▸ Stated exercise: Pick out every line in the material below that contains the word "brown", and copy each of those lines in full.

▸ Information shown:
_ _ _
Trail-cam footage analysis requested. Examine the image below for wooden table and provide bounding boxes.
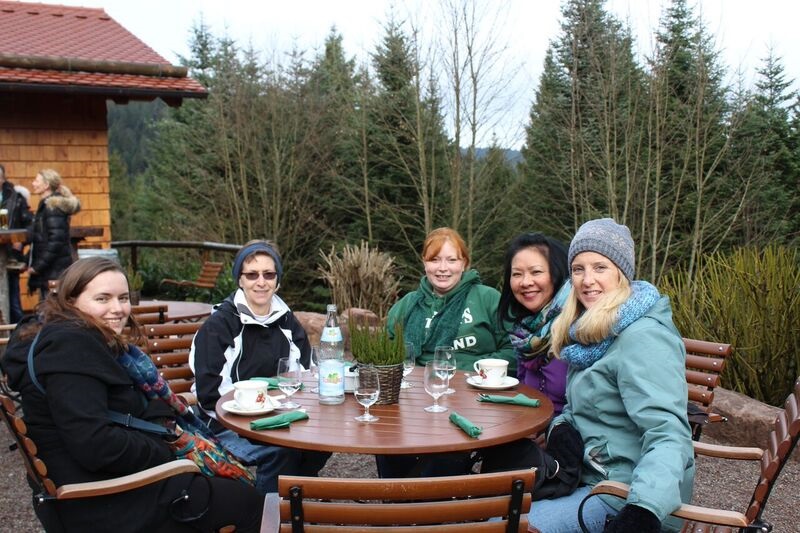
[216,367,553,455]
[139,300,212,322]
[0,229,27,324]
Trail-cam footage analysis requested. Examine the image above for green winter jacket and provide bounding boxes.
[551,297,694,531]
[386,270,517,370]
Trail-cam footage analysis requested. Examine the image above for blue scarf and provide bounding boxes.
[560,281,661,370]
[117,344,212,437]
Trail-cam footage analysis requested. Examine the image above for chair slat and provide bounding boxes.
[277,469,535,533]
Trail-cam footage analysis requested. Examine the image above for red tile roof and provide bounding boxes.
[0,0,206,98]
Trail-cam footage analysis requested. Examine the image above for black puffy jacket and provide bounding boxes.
[28,187,81,292]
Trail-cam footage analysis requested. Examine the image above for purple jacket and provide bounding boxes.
[517,356,568,416]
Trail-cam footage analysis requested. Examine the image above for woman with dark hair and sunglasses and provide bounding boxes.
[189,240,330,494]
[3,257,264,532]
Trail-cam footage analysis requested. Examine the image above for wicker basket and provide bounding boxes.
[375,363,403,405]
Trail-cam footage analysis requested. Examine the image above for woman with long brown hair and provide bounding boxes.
[3,257,263,531]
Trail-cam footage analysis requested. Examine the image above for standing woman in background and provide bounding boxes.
[28,168,81,299]
[528,218,694,533]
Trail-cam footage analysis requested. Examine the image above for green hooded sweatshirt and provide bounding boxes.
[386,270,517,376]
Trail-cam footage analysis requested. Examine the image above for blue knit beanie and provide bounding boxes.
[232,242,283,283]
[567,218,636,280]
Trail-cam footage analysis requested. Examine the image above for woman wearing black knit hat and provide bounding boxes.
[529,218,694,533]
[189,240,330,494]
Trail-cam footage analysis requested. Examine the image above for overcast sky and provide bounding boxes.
[40,0,800,147]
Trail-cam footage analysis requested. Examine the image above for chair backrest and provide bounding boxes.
[131,304,169,324]
[265,469,536,533]
[745,377,800,524]
[683,338,732,412]
[144,322,203,394]
[0,390,56,498]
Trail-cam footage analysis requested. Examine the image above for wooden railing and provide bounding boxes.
[111,241,241,270]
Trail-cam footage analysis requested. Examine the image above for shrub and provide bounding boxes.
[348,317,406,365]
[663,246,800,406]
[319,241,399,318]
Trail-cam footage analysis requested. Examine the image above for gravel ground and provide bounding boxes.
[0,424,800,533]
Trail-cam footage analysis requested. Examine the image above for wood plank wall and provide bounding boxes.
[0,93,111,309]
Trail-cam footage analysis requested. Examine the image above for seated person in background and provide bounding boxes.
[376,228,516,477]
[3,257,264,532]
[481,233,571,472]
[528,218,694,533]
[189,240,330,494]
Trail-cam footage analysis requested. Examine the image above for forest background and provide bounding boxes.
[109,0,800,400]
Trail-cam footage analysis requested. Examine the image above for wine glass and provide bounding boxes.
[400,342,417,389]
[278,357,303,409]
[353,365,381,422]
[433,346,456,394]
[425,361,450,413]
[308,346,319,392]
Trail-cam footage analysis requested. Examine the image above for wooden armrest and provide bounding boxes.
[56,459,200,500]
[175,392,197,407]
[692,441,764,461]
[590,481,748,528]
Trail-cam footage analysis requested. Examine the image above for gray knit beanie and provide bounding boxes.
[567,218,636,280]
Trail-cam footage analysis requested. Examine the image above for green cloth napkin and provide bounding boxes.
[250,378,303,390]
[250,411,308,431]
[450,411,483,439]
[478,393,539,407]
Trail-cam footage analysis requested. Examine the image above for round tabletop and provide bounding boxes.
[216,367,553,455]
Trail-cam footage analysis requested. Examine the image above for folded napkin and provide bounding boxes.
[450,411,483,439]
[250,377,303,390]
[250,411,308,431]
[478,393,539,407]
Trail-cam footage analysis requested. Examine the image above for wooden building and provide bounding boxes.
[0,0,207,307]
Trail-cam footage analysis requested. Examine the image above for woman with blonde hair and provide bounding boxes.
[529,218,694,533]
[27,168,81,299]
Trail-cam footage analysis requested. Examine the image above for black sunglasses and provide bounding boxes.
[242,270,278,281]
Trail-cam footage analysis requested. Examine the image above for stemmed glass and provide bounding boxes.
[353,365,381,422]
[278,357,303,409]
[308,346,319,392]
[400,342,417,389]
[425,361,450,413]
[433,346,456,394]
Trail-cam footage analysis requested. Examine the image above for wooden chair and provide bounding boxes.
[161,261,225,300]
[580,377,800,533]
[144,322,203,405]
[683,338,732,441]
[0,392,200,531]
[131,304,169,325]
[261,469,536,533]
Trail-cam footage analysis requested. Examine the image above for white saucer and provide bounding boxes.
[467,376,519,390]
[222,400,275,416]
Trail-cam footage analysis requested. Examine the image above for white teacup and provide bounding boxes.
[472,359,508,386]
[233,379,269,411]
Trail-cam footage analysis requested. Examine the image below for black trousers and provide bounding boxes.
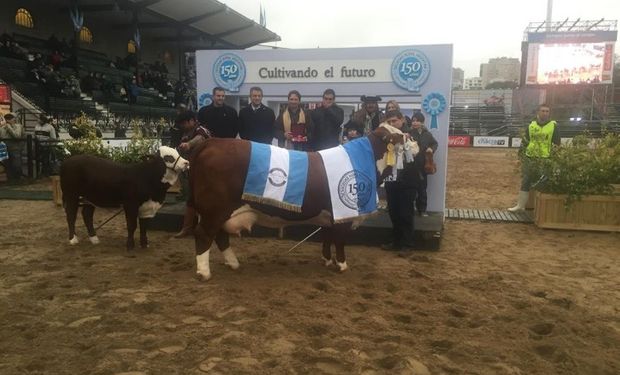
[415,173,428,212]
[385,181,416,246]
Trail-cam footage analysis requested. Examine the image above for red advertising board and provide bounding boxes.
[0,83,11,104]
[448,135,471,147]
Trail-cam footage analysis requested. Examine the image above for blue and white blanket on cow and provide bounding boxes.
[319,137,378,223]
[242,142,308,212]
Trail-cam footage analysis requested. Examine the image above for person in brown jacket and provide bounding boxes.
[275,90,312,151]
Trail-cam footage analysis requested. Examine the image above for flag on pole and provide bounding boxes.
[260,4,267,27]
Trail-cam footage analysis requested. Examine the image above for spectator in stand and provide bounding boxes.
[170,104,187,148]
[275,90,311,151]
[308,89,344,151]
[68,75,82,98]
[0,112,24,181]
[127,77,140,104]
[34,114,56,177]
[239,86,276,145]
[198,87,239,138]
[0,41,11,57]
[114,119,127,138]
[50,50,62,70]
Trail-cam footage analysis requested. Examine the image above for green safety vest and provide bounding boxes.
[525,120,556,158]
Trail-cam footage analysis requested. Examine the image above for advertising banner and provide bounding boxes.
[196,44,452,212]
[474,137,510,147]
[448,135,471,147]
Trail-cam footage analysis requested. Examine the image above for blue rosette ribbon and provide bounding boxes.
[422,92,446,129]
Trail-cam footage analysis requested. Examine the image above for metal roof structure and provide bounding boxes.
[45,0,281,51]
[523,18,618,40]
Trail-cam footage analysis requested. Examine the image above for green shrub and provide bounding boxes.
[523,133,620,206]
[65,113,159,164]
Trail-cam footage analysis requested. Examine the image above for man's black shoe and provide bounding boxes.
[400,241,416,251]
[381,242,403,251]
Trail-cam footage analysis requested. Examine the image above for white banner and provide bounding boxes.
[474,137,510,147]
[245,59,392,84]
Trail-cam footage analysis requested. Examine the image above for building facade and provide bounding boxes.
[480,57,521,88]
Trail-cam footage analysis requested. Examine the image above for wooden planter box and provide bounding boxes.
[534,192,620,232]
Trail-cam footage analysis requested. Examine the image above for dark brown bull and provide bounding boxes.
[190,128,403,280]
[60,146,189,250]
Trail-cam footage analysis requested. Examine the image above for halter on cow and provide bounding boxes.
[60,146,189,250]
[190,125,412,280]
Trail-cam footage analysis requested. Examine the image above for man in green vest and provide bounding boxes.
[508,104,560,212]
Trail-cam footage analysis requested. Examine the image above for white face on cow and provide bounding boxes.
[159,146,189,185]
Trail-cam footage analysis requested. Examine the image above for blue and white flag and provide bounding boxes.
[0,142,9,161]
[319,137,378,223]
[242,142,308,212]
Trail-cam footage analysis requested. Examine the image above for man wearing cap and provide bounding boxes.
[34,115,56,176]
[344,95,384,136]
[0,112,24,180]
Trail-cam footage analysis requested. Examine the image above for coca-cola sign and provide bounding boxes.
[448,135,471,147]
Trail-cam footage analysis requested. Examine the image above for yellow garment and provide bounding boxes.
[282,108,306,134]
[383,143,396,167]
[525,120,556,158]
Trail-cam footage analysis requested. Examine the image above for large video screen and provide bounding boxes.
[525,42,614,85]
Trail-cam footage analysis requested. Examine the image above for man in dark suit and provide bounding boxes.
[198,87,239,138]
[308,89,344,151]
[239,87,276,144]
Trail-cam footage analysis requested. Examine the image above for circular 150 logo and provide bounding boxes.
[198,92,213,108]
[391,49,431,92]
[338,171,372,210]
[213,53,245,92]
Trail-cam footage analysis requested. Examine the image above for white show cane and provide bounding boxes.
[286,227,323,254]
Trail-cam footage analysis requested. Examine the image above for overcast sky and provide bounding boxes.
[219,0,620,77]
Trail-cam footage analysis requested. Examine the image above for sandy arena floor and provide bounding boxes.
[0,149,620,375]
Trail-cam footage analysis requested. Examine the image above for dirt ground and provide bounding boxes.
[0,149,620,375]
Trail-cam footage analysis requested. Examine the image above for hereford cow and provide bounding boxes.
[190,126,417,280]
[60,146,189,250]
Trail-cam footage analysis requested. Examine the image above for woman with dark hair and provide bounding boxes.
[410,112,438,216]
[274,90,310,151]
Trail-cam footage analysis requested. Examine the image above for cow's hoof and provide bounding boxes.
[222,247,239,270]
[69,235,80,245]
[336,261,349,272]
[196,272,211,281]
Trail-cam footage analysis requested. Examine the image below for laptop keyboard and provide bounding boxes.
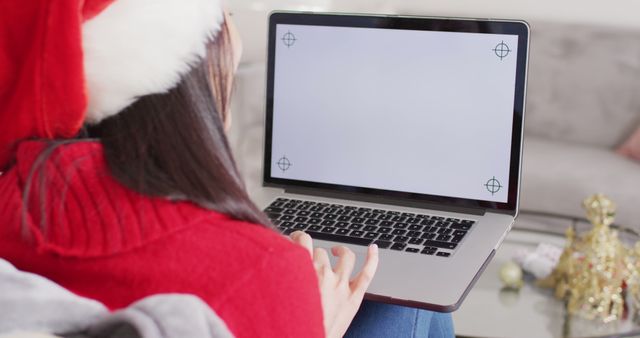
[264,198,475,257]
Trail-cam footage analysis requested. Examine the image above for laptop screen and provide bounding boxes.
[265,14,526,210]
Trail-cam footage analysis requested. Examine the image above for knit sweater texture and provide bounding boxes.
[0,141,324,337]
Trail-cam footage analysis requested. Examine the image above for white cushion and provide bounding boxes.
[520,137,640,230]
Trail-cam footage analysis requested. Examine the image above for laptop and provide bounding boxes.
[254,12,529,312]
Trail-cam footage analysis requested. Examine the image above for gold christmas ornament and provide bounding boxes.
[538,194,640,322]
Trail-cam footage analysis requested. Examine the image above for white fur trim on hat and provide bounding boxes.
[82,0,224,124]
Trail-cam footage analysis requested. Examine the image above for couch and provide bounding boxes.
[230,22,640,231]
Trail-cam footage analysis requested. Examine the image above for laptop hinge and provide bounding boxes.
[284,187,487,215]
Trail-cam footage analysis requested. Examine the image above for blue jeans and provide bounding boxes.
[344,300,455,338]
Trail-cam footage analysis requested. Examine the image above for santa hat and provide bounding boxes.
[0,0,224,169]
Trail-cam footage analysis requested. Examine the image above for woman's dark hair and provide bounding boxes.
[89,19,270,225]
[26,17,271,227]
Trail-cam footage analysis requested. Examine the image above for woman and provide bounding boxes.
[0,0,451,337]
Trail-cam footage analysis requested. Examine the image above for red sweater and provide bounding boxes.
[0,142,324,337]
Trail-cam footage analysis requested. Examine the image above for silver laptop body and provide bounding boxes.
[253,12,529,312]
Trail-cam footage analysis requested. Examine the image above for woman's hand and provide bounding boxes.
[290,231,378,338]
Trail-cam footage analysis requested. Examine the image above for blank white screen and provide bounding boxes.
[271,25,518,202]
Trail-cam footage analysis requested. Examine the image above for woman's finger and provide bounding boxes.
[350,244,378,298]
[331,245,356,282]
[313,248,331,268]
[289,231,313,259]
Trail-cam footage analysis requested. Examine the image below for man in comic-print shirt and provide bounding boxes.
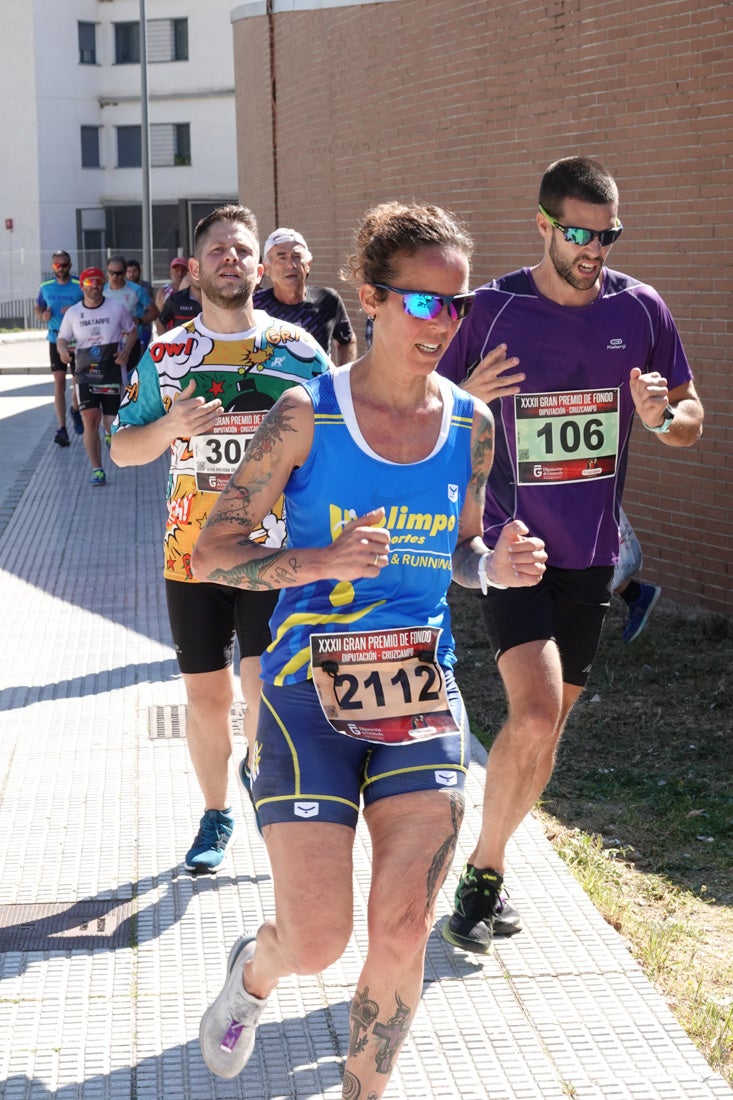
_ _ _
▸ Worked answer:
Trail-cam footage analysis requested. Examine the image above for woman with long brown hair and provide bounding boxes.
Trail-cam footage analysis requested. Examine the image above for person in brown jacket and provide bounding boxes.
Trail-cam footage analysis requested. Examine the image above for dark brown bull and provide bounding boxes.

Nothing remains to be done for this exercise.